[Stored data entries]
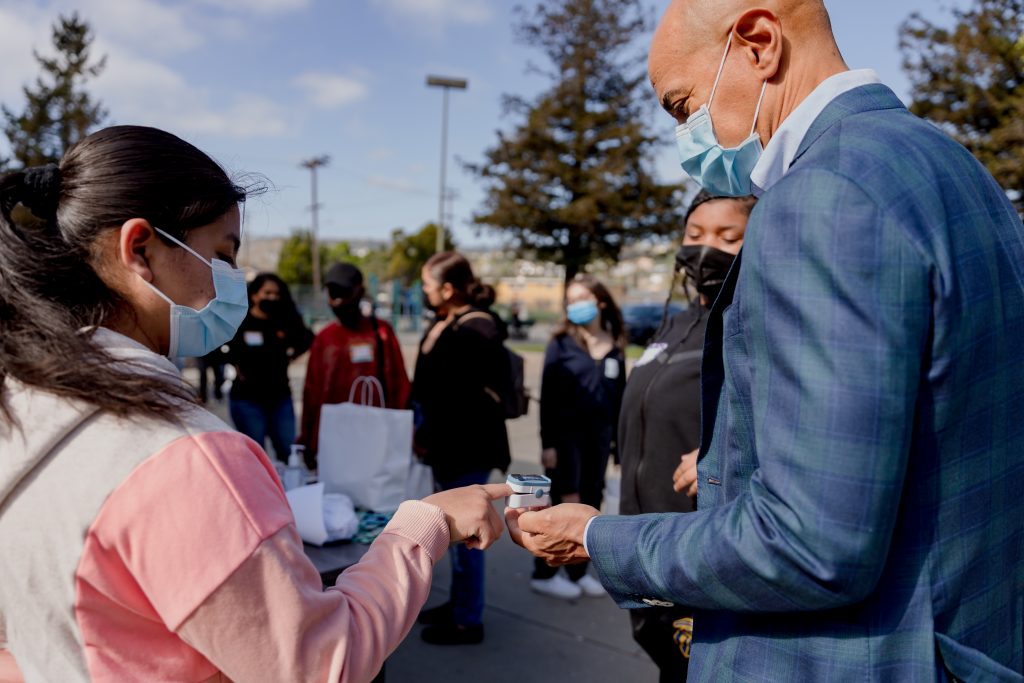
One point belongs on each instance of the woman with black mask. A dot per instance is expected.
(271, 336)
(660, 415)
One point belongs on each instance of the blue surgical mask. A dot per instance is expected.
(196, 333)
(582, 312)
(722, 172)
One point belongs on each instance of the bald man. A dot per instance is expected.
(860, 502)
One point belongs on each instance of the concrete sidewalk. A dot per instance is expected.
(527, 636)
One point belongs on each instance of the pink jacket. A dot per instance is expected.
(166, 551)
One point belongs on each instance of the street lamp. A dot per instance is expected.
(446, 84)
(312, 165)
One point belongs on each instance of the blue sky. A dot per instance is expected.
(263, 84)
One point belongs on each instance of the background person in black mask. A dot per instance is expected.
(354, 346)
(271, 336)
(660, 416)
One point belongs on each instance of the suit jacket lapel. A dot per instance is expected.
(712, 369)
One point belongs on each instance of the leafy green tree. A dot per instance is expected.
(970, 80)
(410, 252)
(571, 183)
(58, 112)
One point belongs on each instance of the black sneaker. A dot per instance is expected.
(439, 614)
(453, 634)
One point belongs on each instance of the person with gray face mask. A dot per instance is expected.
(660, 414)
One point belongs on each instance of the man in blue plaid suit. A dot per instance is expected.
(860, 511)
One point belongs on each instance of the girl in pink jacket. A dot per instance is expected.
(141, 538)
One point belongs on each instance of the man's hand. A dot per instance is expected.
(554, 535)
(470, 515)
(685, 476)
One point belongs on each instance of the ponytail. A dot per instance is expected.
(453, 268)
(51, 294)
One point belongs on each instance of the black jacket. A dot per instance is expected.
(457, 397)
(580, 401)
(261, 352)
(660, 417)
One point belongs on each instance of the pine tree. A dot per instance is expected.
(970, 81)
(58, 112)
(572, 182)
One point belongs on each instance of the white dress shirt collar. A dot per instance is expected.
(782, 147)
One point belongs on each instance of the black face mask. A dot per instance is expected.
(271, 307)
(707, 266)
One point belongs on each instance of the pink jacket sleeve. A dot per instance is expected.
(270, 621)
(9, 673)
(200, 539)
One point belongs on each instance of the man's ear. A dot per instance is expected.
(135, 245)
(759, 37)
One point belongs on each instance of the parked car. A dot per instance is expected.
(642, 319)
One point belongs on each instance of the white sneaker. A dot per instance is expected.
(591, 587)
(556, 587)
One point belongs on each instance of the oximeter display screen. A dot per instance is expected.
(530, 479)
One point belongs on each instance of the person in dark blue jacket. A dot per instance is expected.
(581, 393)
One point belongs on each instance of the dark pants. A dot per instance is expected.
(258, 420)
(654, 629)
(467, 565)
(591, 493)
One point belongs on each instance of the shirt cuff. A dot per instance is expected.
(586, 530)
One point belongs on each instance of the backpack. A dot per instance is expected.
(514, 397)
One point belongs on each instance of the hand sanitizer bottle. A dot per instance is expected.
(295, 473)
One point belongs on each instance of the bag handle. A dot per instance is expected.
(367, 386)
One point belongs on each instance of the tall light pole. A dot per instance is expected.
(312, 165)
(446, 84)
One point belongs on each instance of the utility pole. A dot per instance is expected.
(446, 84)
(312, 165)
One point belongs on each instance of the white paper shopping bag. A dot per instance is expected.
(365, 450)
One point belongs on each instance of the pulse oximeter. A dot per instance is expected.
(528, 491)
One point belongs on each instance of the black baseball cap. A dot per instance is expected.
(344, 275)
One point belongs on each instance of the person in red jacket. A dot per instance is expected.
(353, 346)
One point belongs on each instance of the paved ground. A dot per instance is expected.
(528, 637)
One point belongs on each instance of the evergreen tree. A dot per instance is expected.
(970, 81)
(572, 182)
(58, 112)
(410, 253)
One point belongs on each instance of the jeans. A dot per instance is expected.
(258, 420)
(467, 566)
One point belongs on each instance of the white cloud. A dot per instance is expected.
(395, 184)
(258, 6)
(148, 26)
(140, 91)
(382, 154)
(19, 33)
(439, 12)
(330, 91)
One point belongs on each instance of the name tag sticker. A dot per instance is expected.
(361, 352)
(650, 353)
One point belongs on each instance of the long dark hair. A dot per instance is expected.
(50, 288)
(453, 268)
(611, 316)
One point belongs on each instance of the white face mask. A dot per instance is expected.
(196, 333)
(721, 171)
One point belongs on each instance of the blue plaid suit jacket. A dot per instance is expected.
(861, 482)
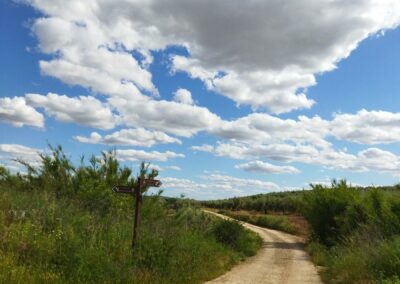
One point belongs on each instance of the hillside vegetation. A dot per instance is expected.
(355, 231)
(63, 224)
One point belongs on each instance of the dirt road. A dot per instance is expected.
(281, 259)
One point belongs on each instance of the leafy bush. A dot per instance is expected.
(62, 224)
(235, 236)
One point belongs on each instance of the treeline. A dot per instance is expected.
(285, 202)
(61, 223)
(355, 232)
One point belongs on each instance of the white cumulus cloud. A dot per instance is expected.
(16, 112)
(81, 110)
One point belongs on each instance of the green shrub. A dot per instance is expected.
(235, 236)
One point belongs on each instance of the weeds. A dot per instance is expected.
(62, 224)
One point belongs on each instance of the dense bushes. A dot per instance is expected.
(356, 233)
(232, 234)
(276, 222)
(62, 224)
(284, 202)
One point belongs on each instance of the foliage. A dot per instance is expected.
(284, 202)
(356, 233)
(61, 224)
(276, 222)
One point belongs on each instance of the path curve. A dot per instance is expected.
(282, 259)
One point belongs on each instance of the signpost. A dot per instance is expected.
(137, 191)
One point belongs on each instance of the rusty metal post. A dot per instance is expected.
(138, 200)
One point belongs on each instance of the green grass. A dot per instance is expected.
(356, 233)
(62, 224)
(44, 239)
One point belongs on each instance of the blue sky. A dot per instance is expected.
(224, 100)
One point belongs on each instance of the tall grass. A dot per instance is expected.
(62, 224)
(356, 233)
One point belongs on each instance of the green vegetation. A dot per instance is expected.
(276, 222)
(355, 232)
(282, 202)
(62, 224)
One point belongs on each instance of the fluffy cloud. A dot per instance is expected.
(16, 112)
(81, 110)
(217, 186)
(267, 168)
(183, 96)
(140, 155)
(164, 168)
(257, 53)
(171, 117)
(129, 137)
(367, 127)
(9, 153)
(262, 128)
(370, 159)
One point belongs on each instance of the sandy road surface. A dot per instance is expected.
(281, 259)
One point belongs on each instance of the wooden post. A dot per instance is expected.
(138, 201)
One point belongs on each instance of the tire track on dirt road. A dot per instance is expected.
(282, 259)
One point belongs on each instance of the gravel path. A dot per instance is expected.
(282, 259)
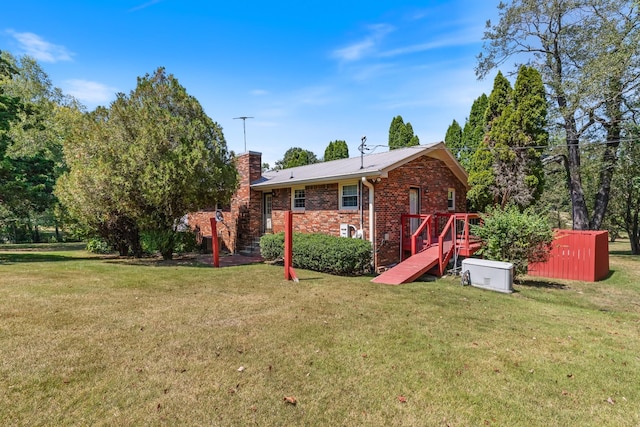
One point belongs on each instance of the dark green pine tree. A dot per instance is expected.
(453, 139)
(481, 175)
(519, 135)
(473, 131)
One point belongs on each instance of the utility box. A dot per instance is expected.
(492, 275)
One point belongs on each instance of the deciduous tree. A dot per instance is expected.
(336, 150)
(401, 134)
(587, 52)
(296, 156)
(146, 161)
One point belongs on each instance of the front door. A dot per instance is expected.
(266, 212)
(414, 208)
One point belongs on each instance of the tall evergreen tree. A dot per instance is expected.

## [Work request]
The whole of the data needs to be copied word for word, though not its pictures.

## [Solution to the exercise]
One point belongs on each instance of the woman with black mask. A dot per instance is expected.
(271, 336)
(660, 415)
One point belongs on each instance of the blue surgical mask. A dot per instance is expected.
(196, 333)
(582, 312)
(722, 172)
One point belongs on each instance of the bald man. A dot per instance is expected.
(860, 502)
One point belongs on each instance of the concrete sidewalk. A dot per instance is expected.
(527, 636)
One point belongs on each instance of the pink jacket. A dot per instance is expected.
(166, 551)
One point belongs on each instance of the street lamp. A dot per instance is expected.
(446, 84)
(312, 165)
One point belongs on each instance of the blue sky. A dot per instance is expected.
(263, 84)
One point belongs on each instance of the background person in black mask. A dot per instance is expected.
(354, 346)
(271, 336)
(660, 416)
One point belongs on each instance of the suit jacket lapel. A dot per instance is expected.
(712, 369)
One point belongs on each instance of the leafy green tree. A dot per instance is expected.
(970, 80)
(410, 252)
(571, 183)
(58, 112)
One point belongs on each instance of the black sneaker. A dot per instance is expected.
(439, 614)
(453, 634)
One point belongs on each instance of the person with gray face mask. A dot per instance is expected.
(660, 414)
One point belongs on each instance of the man in blue plaid suit. A dot per instance is expected.
(860, 511)
One point belongs on each instance of the girl in pink jacket. A dot per instance is expected.
(141, 538)
One point belongs on each instance of the man's hand. A dot per instance is expected.
(554, 535)
(470, 515)
(685, 476)
One point belongs on each instance of the ponytail. A dot per instance is expected.
(453, 268)
(51, 294)
One point belongs on each instance of the black jacket. A dot per instance is expected.
(457, 397)
(580, 401)
(261, 352)
(660, 417)
One point belongs on each instance of the pine tree. A dot per instance is expected.
(970, 81)
(58, 112)
(572, 182)
One point belongs on each instance of the white dress shirt collar. A dot per instance is expected.
(782, 147)
One point belongs on each instance of the black face mask. A dot per instance is expected.
(271, 307)
(707, 266)
One point belongs on each instance of the pink jacket sleeve. A dot per instance is expected.
(270, 621)
(9, 673)
(200, 539)
One point belongs on each instance of the man's ear. A dot per instance is expected.
(135, 245)
(759, 37)
One point belongs on each instance of the parked car. A dot per instance is expected.
(642, 319)
One point belongs on each instance of the white sneaker. A dot per instance is expected.
(591, 587)
(556, 587)
One point belongs on each instance of the oximeter display screen. A dot per instance is expected.
(530, 479)
One point belongs on each instance of the person in dark blue jacket. A dot per instance is expected.
(581, 393)
One point belongs on each instance of the dark pants. A dot per instance is expected.
(258, 420)
(654, 629)
(467, 565)
(591, 493)
One point belongs on each instance of the shirt cuff. A dot per instance is expected.
(586, 530)
One point belongs on each instance of the backpack. A dot per instance is expected.
(514, 397)
One point belongs on each instance of the hand sanitizer bottle. A dot per instance is expected.
(295, 473)
One point belongs on each instance of the bag handle. A dot per instance is expected.
(367, 386)
One point belongs on each instance of the tall light pole. A dot per instance is expected.
(312, 165)
(446, 84)
One point belongs on each instance of the utility pole. A dot per instance is expected.
(446, 84)
(312, 165)
One point belongs on each instance of the white paper shopping bag. A dot per instance is expected.
(365, 450)
One point belongs on each instance of the pulse oximeter. A dot per instance is expected.
(528, 491)
One point belongs on each instance of the black baseball cap. A dot per instance is expected.
(344, 275)
One point belongs on each instance of the person in red jacket. A dot per instance is expected.
(353, 346)
One point belongs on each instance of the paved ground. A dot per instance is expected.
(528, 637)
One point belongs on each instance of the evergreen tree. A dot per instance is expected.
(970, 81)
(572, 182)
(58, 112)
(410, 253)
One point belongs on each instance of the jeans. A dot per instance is expected.
(258, 420)
(467, 566)
One point belongs on each instance of the white cloud. A dot per instance is expected.
(395, 184)
(258, 6)
(148, 26)
(140, 91)
(382, 154)
(19, 33)
(439, 12)
(330, 91)
One point belongs on each instance of the name tag sticker. A dot per instance is expected.
(361, 352)
(650, 353)
One point belongs on each instance of the long dark hair. A dot per instance is expected.
(50, 288)
(453, 268)
(611, 316)
One point belongs on each instance of the white face mask. A dot per instance is expected.
(196, 333)
(721, 171)
One point belongs on each instance of the blue plaid suit jacket. A dot per instance is expected.
(861, 482)
One point belongs on each instance of the hillside vegetation. A dot per instance is expected.
(355, 231)
(63, 224)
One point belongs on each instance of the dirt road. A dot per instance is expected.
(281, 259)
One point belongs on each instance of the leafy bush. A dot per instance is expected.
(62, 224)
(235, 236)
One point belongs on each instance of the treeline. A dot per instance is expected.
(285, 202)
(61, 223)
(355, 232)
One point belongs on each instance of the white cumulus cloud. A dot per instance is expected.
(16, 112)
(81, 110)
One point belongs on each instance of the green shrub. A dot per instance is expected.
(235, 236)
One point belongs on each instance of the weeds. A dot per instance is expected.
(62, 224)
One point belongs on each instance of the dense bushes. A dot per instance is expected.
(356, 233)
(232, 234)
(276, 222)
(62, 224)
(284, 202)
One point belongs on each instance of the foliage. A dot per instance is expected.
(284, 202)
(356, 233)
(61, 224)
(276, 222)
One point belongs on each instance of the path curve. A dot per instance is expected.
(282, 259)
One point belongs on each instance of the signpost. A dot per instance is expected.
(137, 191)
One point belongs on each instance of the rusty metal post. A dot per instance is expected.
(138, 200)
One point belongs on each instance of the green grass. A dot per instance is expected.
(356, 233)
(62, 224)
(44, 239)
One point belongs on each instance of the blue sky. A dot per instance is expected.
(224, 100)
One point belongs on each instance of the tall grass. A dot per instance is expected.
(62, 224)
(356, 233)
One point belongs on each instance of the green vegetation. A dot per instance is expected.
(276, 222)
(355, 232)
(282, 202)
(62, 224)
One point belongs on each instance of the fluffy cloud. A dot per instance is expected.
(16, 112)
(81, 110)
(217, 186)
(267, 168)
(183, 96)
(140, 155)
(164, 168)
(257, 53)
(171, 117)
(129, 137)
(367, 127)
(9, 153)
(262, 128)
(370, 159)
One point belongs on each instance of the sandy road surface. A dot per instance is expected.
(281, 259)
One point belongs on each instance of the wooden post. A dot per instance is expected.
(138, 201)
One point belongs on each instance of the tire track on dirt road. A dot per instance is expected.
(282, 259)
One point belongs on each instance of the gravel path. A dot per instance is expected.
(282, 259)
One point belongs on each instance of the dark green pine tree. A dot per instance is expected.
(453, 139)
(481, 175)
(519, 135)
(473, 131)
One point belongs on each instance of the utility box. A dot per instance is expected.
(492, 275)
One point belongs on each instance of the deciduous tree. A dot per instance is expected.
(336, 150)
(401, 134)
(587, 52)
(296, 156)
(146, 161)
One point belongs on each instance of the front door. A dot per instance is expected.
(266, 212)
(414, 208)
One point belongs on each instance of the tall evergreen tree. A dot per instance is expected.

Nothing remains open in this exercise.